Stored data entries:
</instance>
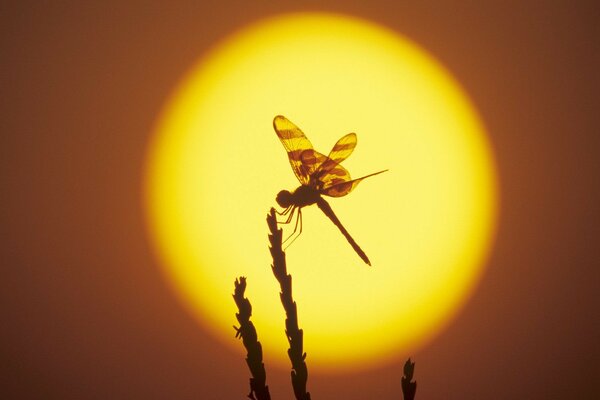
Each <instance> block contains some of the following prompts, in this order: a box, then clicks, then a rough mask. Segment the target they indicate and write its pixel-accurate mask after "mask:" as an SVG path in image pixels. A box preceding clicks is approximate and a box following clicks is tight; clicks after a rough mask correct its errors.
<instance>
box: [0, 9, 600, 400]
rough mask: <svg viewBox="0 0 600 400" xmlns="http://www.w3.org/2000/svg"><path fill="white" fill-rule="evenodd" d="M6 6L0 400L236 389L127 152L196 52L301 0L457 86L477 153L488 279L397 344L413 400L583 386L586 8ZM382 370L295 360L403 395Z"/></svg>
mask: <svg viewBox="0 0 600 400" xmlns="http://www.w3.org/2000/svg"><path fill="white" fill-rule="evenodd" d="M10 3H11V2H3V3H2V5H0V19H1V21H0V55H1V63H0V89H1V94H2V97H1V100H0V107H1V114H0V115H1V117H0V123H1V125H0V129H1V139H0V140H1V141H0V166H1V168H0V178H1V180H0V182H1V190H0V199H1V201H2V207H1V208H0V218H1V220H0V222H1V224H0V229H1V231H0V232H1V234H2V238H3V244H2V253H1V255H2V258H1V260H0V262H1V264H0V265H1V267H2V279H0V300H1V301H0V309H1V311H2V314H1V316H2V326H3V327H2V329H1V330H0V352H1V353H0V360H1V362H0V368H1V370H0V376H2V381H3V383H2V384H0V397H2V398H10V399H38V398H40V399H41V398H43V399H54V398H57V399H138V398H140V399H141V398H143V399H167V398H172V399H236V398H237V399H243V398H245V395H246V394H247V393H248V378H249V372H248V370H247V368H246V366H245V362H244V360H243V358H242V357H240V356H239V355H237V354H235V353H233V352H232V351H231V350H230V349H229V348H227V347H224V346H222V345H221V344H220V343H219V342H217V341H215V340H214V339H212V338H211V337H209V336H208V335H207V334H206V333H204V332H203V331H202V329H201V328H200V327H199V325H198V324H197V323H196V322H195V320H194V319H193V318H192V317H191V316H190V315H189V314H188V313H187V312H186V311H185V310H184V309H183V307H182V306H181V304H180V302H179V301H178V299H177V298H176V297H175V295H174V294H173V293H172V292H171V290H170V289H169V288H168V287H167V285H166V284H165V281H164V279H163V277H162V275H161V272H160V269H159V267H158V265H157V263H156V260H155V259H154V257H153V253H152V249H151V248H150V244H149V242H148V238H147V234H146V228H145V222H144V219H143V210H142V207H141V204H142V200H141V177H142V172H143V170H142V167H143V160H144V154H145V149H146V143H147V141H148V139H149V137H150V135H151V132H152V128H153V124H154V121H155V118H156V116H157V113H158V111H159V110H160V109H161V107H162V105H163V104H164V102H165V101H166V98H167V96H168V95H169V93H170V91H171V90H172V88H173V86H174V85H175V84H176V83H177V82H178V81H179V80H180V79H181V78H182V75H183V74H184V73H185V72H186V71H187V70H188V69H189V68H190V66H191V65H192V63H194V61H195V60H196V59H197V58H198V57H199V56H201V55H202V54H203V53H204V52H205V51H206V50H207V49H208V48H210V46H212V45H214V44H215V41H217V40H219V39H220V38H223V37H224V36H225V35H227V34H228V33H230V32H231V31H232V30H234V29H237V28H239V27H241V26H243V25H244V24H246V23H249V22H252V21H255V20H256V19H258V18H260V17H264V16H269V15H274V14H276V13H279V12H285V11H302V10H313V11H316V10H323V11H337V12H343V13H348V14H350V15H356V16H360V17H363V18H368V19H371V20H373V21H376V22H378V23H381V24H383V25H386V26H388V27H391V28H393V29H395V30H397V31H398V32H400V33H402V34H404V35H406V36H407V37H409V38H410V39H412V40H414V41H415V42H417V43H419V44H420V45H421V46H423V47H424V48H425V49H427V50H428V51H429V52H431V53H432V54H433V55H434V56H435V57H437V59H439V60H440V61H441V62H442V63H443V64H444V65H445V66H446V67H447V68H448V69H449V70H450V71H451V72H452V73H453V74H454V76H455V77H456V78H457V79H458V80H459V81H460V82H461V84H462V85H463V86H464V88H465V89H466V90H467V92H468V93H469V95H470V96H471V99H472V100H473V102H474V103H475V105H476V106H477V107H478V109H479V111H480V113H481V115H482V118H483V120H484V122H485V124H486V126H487V128H488V130H489V134H490V141H491V143H492V146H493V148H494V150H495V153H496V157H497V160H496V161H497V163H498V168H499V176H500V189H501V211H500V212H501V215H500V225H499V231H498V234H497V238H496V243H495V246H494V250H493V253H492V256H491V259H490V262H489V265H488V267H487V272H486V274H485V276H484V277H483V280H482V282H481V284H480V285H479V287H478V289H477V291H476V293H475V294H474V296H473V297H472V299H471V301H470V302H469V303H468V304H467V306H466V307H465V308H464V309H463V311H462V312H461V314H460V315H459V317H458V318H457V319H456V320H455V321H454V322H453V323H452V324H451V325H450V326H449V327H448V328H447V329H446V330H445V331H444V332H443V333H442V334H440V335H439V336H438V337H437V338H436V339H435V340H434V341H433V342H432V343H430V344H429V345H428V346H427V347H425V348H423V349H422V350H420V351H419V352H416V353H415V354H414V355H413V359H414V360H415V361H416V363H417V364H416V371H415V376H416V379H417V381H418V383H419V386H418V389H417V399H441V398H444V399H460V400H466V399H473V400H475V399H507V398H523V399H562V398H572V399H591V398H594V397H596V396H598V393H599V389H598V387H597V382H598V378H599V377H600V367H599V365H600V346H599V343H600V318H599V310H600V307H599V306H600V301H599V300H598V293H599V290H600V279H599V278H600V272H599V269H600V257H599V251H598V238H599V237H600V232H599V228H598V227H599V222H600V220H599V212H598V211H599V208H598V204H600V198H599V197H600V196H599V191H600V189H599V187H598V186H599V185H598V183H599V182H600V179H599V178H600V173H599V171H600V165H599V164H600V162H599V157H598V152H599V151H600V146H599V145H600V132H599V131H598V126H599V122H600V121H599V120H600V118H599V114H600V113H599V101H598V98H599V96H598V93H599V92H600V84H599V81H600V80H599V79H598V71H600V62H599V58H600V46H599V43H600V29H599V28H598V26H599V25H598V21H599V20H600V6H598V5H597V3H595V2H590V3H589V5H588V4H586V3H585V2H572V1H571V2H569V1H563V2H556V1H554V2H550V1H539V2H537V1H529V2H517V1H514V2H506V1H497V2H495V1H494V2H492V1H488V2H466V1H465V2H454V1H453V2H447V1H441V2H440V1H436V2H414V4H411V3H404V2H397V1H380V0H371V1H369V2H343V1H341V0H339V1H329V2H327V1H319V2H316V1H315V2H300V1H283V2H277V3H275V2H241V1H240V2H231V1H218V2H214V4H212V3H213V2H202V1H194V2H141V1H140V2H135V1H128V2H110V1H103V2H98V4H96V5H93V4H91V2H85V5H84V2H78V1H72V2H68V1H65V2H55V3H60V4H54V5H50V4H49V3H50V2H47V3H48V4H47V5H40V4H39V3H41V2H30V3H31V4H27V3H28V2H26V1H20V2H12V4H10ZM69 3H71V4H69ZM109 3H112V4H109ZM122 3H125V4H122ZM251 3H257V4H251ZM363 3H364V4H363ZM417 3H418V4H417ZM232 289H233V287H232ZM234 322H235V321H234V318H233V316H232V325H233V323H234ZM232 334H233V329H232ZM232 336H233V335H232ZM240 345H241V344H240ZM306 350H307V352H308V354H309V358H308V367H309V373H310V349H306ZM400 377H401V364H398V365H389V366H387V367H384V368H380V369H377V370H372V371H368V372H363V373H360V374H356V375H352V376H349V375H344V376H323V375H318V374H314V373H313V374H310V376H309V382H308V389H309V391H310V392H311V393H312V396H313V398H314V399H333V398H344V399H348V400H352V399H374V398H377V399H400V398H401V392H400ZM267 382H268V384H269V386H270V388H271V395H272V397H273V399H274V400H276V399H292V398H293V394H292V391H291V387H290V384H289V371H288V370H277V369H274V368H269V366H268V365H267ZM594 394H595V395H594Z"/></svg>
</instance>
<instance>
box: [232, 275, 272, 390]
mask: <svg viewBox="0 0 600 400" xmlns="http://www.w3.org/2000/svg"><path fill="white" fill-rule="evenodd" d="M245 291H246V278H245V277H243V276H242V277H239V278H238V279H236V280H235V291H234V292H233V299H234V300H235V304H236V305H237V307H238V310H239V312H238V313H236V314H235V317H236V318H237V320H238V322H239V323H240V327H239V328H238V327H235V326H234V327H233V328H234V329H235V330H236V334H235V337H236V338H237V337H240V338H241V339H242V342H243V343H244V347H245V348H246V351H247V352H248V353H247V356H246V364H248V368H249V369H250V373H251V374H252V378H250V393H249V394H248V398H250V399H252V400H271V395H270V394H269V387H268V386H267V385H266V381H267V373H266V371H265V364H264V363H263V362H262V346H261V344H260V342H259V341H258V335H257V333H256V328H254V324H253V323H252V321H250V317H251V316H252V305H251V304H250V301H249V300H248V299H247V298H245V297H244V292H245Z"/></svg>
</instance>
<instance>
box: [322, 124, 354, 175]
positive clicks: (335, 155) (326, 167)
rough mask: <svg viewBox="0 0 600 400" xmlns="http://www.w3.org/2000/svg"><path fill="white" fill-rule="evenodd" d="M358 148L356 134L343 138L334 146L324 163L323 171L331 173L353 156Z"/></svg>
mask: <svg viewBox="0 0 600 400" xmlns="http://www.w3.org/2000/svg"><path fill="white" fill-rule="evenodd" d="M355 147H356V133H349V134H347V135H345V136H343V137H342V138H341V139H340V140H338V141H337V143H336V144H335V145H334V146H333V148H332V149H331V151H330V152H329V156H328V157H327V158H328V160H327V161H326V162H324V163H323V165H322V166H321V169H323V170H325V171H329V170H330V169H332V168H333V167H334V166H335V165H336V164H339V163H341V162H342V161H344V160H345V159H346V158H348V157H349V156H350V154H352V152H353V151H354V148H355Z"/></svg>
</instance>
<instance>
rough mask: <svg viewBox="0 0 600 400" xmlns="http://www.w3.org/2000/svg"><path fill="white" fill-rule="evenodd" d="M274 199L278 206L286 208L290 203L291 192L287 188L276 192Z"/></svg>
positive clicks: (290, 199) (287, 207)
mask: <svg viewBox="0 0 600 400" xmlns="http://www.w3.org/2000/svg"><path fill="white" fill-rule="evenodd" d="M275 200H276V201H277V204H279V207H283V208H288V207H289V206H290V205H291V204H292V194H291V193H290V192H289V191H287V190H282V191H281V192H279V193H277V197H276V198H275Z"/></svg>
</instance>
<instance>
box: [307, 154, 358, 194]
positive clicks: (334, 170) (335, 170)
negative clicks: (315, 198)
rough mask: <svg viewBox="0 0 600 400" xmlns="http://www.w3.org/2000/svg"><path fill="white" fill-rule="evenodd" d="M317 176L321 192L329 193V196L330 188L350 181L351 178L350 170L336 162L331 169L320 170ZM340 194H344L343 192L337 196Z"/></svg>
mask: <svg viewBox="0 0 600 400" xmlns="http://www.w3.org/2000/svg"><path fill="white" fill-rule="evenodd" d="M326 162H327V161H326ZM315 178H316V180H317V181H318V182H319V183H318V185H317V186H318V187H319V188H320V191H321V193H323V194H327V195H328V196H329V194H328V193H327V189H328V188H331V187H333V186H335V185H339V184H342V183H344V182H348V181H350V179H351V178H350V173H349V172H348V170H347V169H346V168H344V167H342V166H341V165H339V164H336V165H335V166H334V167H333V168H331V169H330V170H329V171H324V170H320V171H318V172H317V174H315ZM340 196H343V194H341V195H338V196H335V197H340Z"/></svg>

Your goal: Copy the material word for word from its first line up to and including the line with "box: [0, 9, 600, 400]". Leave any pictures out of your copy.

Answer for the task:
</instance>
Each <instance> block contains some of the following prompts, in this order: a box, then clicks, then a rough mask. Segment the target they indicate and write its pixel-accurate mask after "mask:" as an SVG path in image pixels. A box preceding clicks is approximate and a box following clicks is tight; clicks after a rough mask correct its errors.
<instance>
box: [0, 9, 600, 400]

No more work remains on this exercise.